• BLOCO DE TEXTO:
A obra para revitalização do Viaduto Otávio Rocha, patrimônio histórico localizado no centro de Porto Alegre e tombado por sua relevância cultural, está orçada em R$ 13,7 milhões e tem empresa definida por licitação para sua execução. Contudo, a restauração só sai do papel se forem fechadas as lojas situadas sob os arcos do monumento. Até a tarde desta quarta-feira (19), que era o último dia para deixar o viaduto, cinco estabelecimentos permaneciam abertos. Parte dos lojistas não expressava a intenção de sair.
Diante do impasse, a prefeitura ameaça entrar na Justiça e pedir a reintegração de posse do patrimônio público. Mas antes dessa medida ainda decidiu prorrogar o prazo de saída dos lojistas. Na manhã de quinta-feira (20) haverá uma última reunião entre as partes para tentar se chegar a um acordo. A data de início das obras deverá ser definida no mesmo encontro.
— A prefeitura já tem os recursos. E por isso é importante começar (a obra) o quanto antes, para evitar a variação dos preços dos insumos para construção. A gente estabeleceu uma governança de diálogo com os ocupantes do espaço. Dentro dos limites da legalidade, naquilo que é possível a administração pública fazer, nós estamos buscando estabelecer uma forma de realocá-los — explica o secretário de Obras e Infraestrutura do município, André Flores.

• TRECHOS DO CONJUNTO:
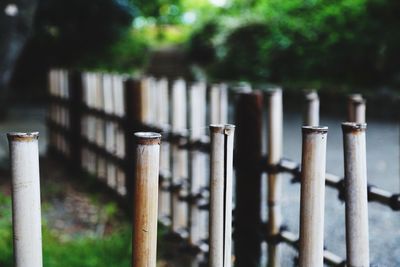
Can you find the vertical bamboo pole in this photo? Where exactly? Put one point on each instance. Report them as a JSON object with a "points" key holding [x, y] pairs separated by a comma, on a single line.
{"points": [[198, 162], [144, 241], [221, 195], [312, 196], [356, 108], [24, 155], [311, 116], [275, 129], [248, 179], [357, 242], [218, 104], [165, 163], [179, 157]]}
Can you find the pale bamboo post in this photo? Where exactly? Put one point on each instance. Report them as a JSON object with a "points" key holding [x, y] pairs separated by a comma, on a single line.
{"points": [[275, 131], [218, 104], [165, 163], [356, 107], [179, 157], [311, 116], [357, 241], [312, 196], [197, 162], [248, 120], [220, 221], [24, 154], [144, 240]]}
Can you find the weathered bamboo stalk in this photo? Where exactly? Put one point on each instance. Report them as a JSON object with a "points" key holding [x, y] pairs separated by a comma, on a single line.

• O QUE FAZER:
[A] No texto sobre o Viaduto Otávio Rocha, qual é o valor orçado para a obra de revitalização?
[B] No texto sobre o Viaduto Otávio Rocha, reescreva o trecho de "Diante do impasse, a" até "município, André Flores.", trocando "reunião" por "conversa".

• RESPOSTAS POR TAREFA:
[A] R$ 13,7 milhões.

[B]
Diante do impasse, a prefeitura ameaça entrar na Justiça e pedir a reintegração de posse do patrimônio público. Mas antes dessa medida ainda decidiu prorrogar o prazo de saída dos lojistas. Na manhã de quinta-feira (20) haverá uma última conversa entre as partes para tentar se chegar a um acordo. A data de início das obras deverá ser definida no mesmo encontro.
— A prefeitura já tem os recursos. E por isso é importante começar (a obra) o quanto antes, para evitar a variação dos preços dos insumos para construção. A gente estabeleceu uma governança de diálogo com os ocupantes do espaço. Dentro dos limites da legalidade, naquilo que é possível a administração pública fazer, nós estamos buscando estabelecer uma forma de realocá-los — explica o secretário de Obras e Infraestrutura do município, André Flores.